* **Task brief**
Below are the entries; output exactly the lines from the one containing "Target: small bush" through the final line, inclusive.

* **Information supplied**
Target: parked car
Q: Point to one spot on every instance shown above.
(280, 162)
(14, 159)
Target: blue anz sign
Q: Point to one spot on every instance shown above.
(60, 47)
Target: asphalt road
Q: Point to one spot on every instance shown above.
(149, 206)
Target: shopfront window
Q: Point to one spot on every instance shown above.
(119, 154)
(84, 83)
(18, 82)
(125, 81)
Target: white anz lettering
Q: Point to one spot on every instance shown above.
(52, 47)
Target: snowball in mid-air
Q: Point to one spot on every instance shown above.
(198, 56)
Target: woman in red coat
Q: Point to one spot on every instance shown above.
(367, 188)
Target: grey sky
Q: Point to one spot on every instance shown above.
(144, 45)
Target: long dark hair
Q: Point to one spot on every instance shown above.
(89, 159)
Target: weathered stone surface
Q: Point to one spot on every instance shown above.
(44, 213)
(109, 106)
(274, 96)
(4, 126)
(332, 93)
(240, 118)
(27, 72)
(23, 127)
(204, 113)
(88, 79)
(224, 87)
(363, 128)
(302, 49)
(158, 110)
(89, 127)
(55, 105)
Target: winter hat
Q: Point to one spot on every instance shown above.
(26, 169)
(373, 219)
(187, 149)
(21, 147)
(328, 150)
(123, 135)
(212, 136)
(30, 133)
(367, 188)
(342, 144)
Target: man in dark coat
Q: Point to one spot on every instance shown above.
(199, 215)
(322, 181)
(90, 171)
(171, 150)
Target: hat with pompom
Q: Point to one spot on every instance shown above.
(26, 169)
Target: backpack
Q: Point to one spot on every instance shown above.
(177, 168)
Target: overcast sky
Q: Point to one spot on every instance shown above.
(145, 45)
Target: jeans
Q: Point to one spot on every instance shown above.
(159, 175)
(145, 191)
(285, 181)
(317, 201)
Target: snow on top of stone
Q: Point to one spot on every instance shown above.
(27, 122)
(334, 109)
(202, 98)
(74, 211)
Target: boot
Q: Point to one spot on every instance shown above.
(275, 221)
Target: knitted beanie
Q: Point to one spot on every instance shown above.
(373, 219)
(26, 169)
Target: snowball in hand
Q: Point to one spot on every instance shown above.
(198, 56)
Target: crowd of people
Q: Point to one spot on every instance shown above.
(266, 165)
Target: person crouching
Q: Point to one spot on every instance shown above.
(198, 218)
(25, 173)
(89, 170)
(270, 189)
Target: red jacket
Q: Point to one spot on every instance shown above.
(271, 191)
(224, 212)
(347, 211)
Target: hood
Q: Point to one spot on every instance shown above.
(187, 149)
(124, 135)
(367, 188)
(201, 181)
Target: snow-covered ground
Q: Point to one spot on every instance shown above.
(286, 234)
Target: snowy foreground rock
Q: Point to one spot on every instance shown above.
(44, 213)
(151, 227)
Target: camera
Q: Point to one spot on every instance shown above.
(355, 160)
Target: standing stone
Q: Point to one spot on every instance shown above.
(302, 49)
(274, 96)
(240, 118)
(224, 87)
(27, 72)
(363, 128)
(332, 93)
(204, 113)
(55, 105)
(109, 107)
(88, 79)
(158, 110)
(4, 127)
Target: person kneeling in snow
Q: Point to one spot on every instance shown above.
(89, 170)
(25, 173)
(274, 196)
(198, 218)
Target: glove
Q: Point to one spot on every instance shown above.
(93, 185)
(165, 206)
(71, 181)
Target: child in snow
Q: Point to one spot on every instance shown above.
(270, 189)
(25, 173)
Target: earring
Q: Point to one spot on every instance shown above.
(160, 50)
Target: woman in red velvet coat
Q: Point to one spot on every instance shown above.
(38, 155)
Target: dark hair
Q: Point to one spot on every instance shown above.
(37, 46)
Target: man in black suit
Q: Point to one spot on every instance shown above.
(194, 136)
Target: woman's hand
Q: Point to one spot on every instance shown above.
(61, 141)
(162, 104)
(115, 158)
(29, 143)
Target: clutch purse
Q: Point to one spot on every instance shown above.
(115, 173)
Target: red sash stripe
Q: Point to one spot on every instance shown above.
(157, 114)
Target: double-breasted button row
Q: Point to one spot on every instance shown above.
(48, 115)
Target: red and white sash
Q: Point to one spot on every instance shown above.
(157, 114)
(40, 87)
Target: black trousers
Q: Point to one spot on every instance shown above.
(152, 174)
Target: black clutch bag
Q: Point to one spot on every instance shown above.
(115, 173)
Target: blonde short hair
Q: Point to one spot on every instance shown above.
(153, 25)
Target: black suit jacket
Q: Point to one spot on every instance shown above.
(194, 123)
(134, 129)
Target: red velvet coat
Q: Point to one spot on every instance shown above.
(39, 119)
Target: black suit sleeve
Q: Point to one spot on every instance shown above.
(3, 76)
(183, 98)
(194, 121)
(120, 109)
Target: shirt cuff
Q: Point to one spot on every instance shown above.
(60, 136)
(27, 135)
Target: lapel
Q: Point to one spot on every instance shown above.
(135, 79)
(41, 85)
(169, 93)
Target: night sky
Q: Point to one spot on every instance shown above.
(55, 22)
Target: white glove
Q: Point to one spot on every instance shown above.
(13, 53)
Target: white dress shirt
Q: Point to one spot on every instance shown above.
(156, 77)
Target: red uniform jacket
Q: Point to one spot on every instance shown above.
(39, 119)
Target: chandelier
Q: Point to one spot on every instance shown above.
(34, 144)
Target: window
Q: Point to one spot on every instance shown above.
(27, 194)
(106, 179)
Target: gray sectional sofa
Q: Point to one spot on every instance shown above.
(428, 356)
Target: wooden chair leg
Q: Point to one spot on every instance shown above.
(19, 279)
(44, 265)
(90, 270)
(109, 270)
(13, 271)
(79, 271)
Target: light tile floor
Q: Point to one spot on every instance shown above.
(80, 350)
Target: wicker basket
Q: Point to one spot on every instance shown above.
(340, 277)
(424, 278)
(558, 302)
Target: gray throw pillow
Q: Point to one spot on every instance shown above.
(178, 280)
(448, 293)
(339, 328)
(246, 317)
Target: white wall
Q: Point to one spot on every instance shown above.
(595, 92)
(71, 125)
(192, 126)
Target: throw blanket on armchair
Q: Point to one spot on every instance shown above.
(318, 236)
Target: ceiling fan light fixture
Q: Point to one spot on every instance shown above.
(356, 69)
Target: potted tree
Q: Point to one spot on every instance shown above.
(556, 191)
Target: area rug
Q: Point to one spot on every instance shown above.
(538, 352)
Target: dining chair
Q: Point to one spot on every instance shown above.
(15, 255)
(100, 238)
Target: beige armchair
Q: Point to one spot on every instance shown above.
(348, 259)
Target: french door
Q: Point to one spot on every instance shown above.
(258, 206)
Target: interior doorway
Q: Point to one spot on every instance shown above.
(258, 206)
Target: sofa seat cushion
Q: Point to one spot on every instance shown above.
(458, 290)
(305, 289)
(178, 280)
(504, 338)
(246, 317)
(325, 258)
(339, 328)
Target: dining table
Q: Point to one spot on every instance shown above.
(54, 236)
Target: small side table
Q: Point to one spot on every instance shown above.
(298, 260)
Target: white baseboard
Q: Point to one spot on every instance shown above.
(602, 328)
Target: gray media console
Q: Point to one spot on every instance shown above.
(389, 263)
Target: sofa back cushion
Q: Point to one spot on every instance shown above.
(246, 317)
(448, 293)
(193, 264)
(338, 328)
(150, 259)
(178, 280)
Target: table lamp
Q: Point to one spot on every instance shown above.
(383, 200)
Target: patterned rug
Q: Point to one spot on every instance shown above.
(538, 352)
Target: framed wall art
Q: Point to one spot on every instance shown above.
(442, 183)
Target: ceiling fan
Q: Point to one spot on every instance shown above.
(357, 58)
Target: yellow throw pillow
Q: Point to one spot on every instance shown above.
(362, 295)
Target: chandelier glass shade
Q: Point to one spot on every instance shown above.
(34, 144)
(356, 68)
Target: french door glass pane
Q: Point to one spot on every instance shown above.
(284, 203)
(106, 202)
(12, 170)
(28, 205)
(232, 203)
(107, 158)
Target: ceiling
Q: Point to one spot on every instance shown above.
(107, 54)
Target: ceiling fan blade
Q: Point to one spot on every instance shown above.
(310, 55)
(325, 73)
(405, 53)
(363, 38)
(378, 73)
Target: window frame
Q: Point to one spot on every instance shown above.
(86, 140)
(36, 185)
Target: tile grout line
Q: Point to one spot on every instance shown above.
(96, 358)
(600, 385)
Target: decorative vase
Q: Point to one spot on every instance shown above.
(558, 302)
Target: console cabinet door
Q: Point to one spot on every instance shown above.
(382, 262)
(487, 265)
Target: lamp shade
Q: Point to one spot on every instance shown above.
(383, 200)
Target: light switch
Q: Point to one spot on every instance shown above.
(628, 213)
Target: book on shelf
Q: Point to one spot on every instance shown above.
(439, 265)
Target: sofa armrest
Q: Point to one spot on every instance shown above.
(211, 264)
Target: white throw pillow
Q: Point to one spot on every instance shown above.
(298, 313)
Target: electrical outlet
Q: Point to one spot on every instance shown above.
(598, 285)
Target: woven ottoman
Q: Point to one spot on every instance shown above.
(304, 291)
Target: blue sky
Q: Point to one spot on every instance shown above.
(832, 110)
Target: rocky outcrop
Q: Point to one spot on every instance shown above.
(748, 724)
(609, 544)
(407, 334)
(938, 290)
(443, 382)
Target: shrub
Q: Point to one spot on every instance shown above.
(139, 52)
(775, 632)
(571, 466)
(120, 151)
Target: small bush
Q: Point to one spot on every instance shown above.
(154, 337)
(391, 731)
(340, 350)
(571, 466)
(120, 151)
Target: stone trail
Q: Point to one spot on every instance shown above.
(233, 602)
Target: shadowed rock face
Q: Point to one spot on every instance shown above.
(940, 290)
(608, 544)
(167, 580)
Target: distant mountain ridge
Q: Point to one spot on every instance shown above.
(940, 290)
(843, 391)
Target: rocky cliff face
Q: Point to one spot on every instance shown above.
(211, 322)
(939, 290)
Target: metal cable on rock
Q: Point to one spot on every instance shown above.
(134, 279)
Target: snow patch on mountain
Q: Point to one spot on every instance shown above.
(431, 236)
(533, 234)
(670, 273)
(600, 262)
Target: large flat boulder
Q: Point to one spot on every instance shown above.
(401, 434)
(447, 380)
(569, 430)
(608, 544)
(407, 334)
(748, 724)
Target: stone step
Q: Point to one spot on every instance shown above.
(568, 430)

* **Response below**
Target: small bush
Q: Point to one spot on every instance shown above.
(154, 337)
(391, 731)
(340, 350)
(571, 466)
(120, 151)
Target: stone trail
Q: Point to one spot on every instance shown above.
(233, 602)
Target: shadowed rock face
Q: Point to one spot on every instance shown above.
(940, 290)
(608, 544)
(167, 580)
Target: distant mountain ridge
Q: Point to one spot on every instance shown above.
(940, 290)
(843, 391)
Target: rocky cliff face
Q: Point to one spot on every instance shown above.
(211, 322)
(939, 290)
Target: metal cable on rock
Q: Point to one spot on every instance shown above.
(134, 279)
Target: snow patch on mountain
Q: Point to one spot on every instance shown above.
(431, 236)
(533, 234)
(670, 273)
(600, 262)
Target: large flat boulder
Q: Point to one spot on every instance shown above.
(401, 434)
(447, 380)
(569, 430)
(608, 544)
(407, 334)
(748, 724)
Target: stone step
Q: Point to one spot on every instance shown above.
(568, 430)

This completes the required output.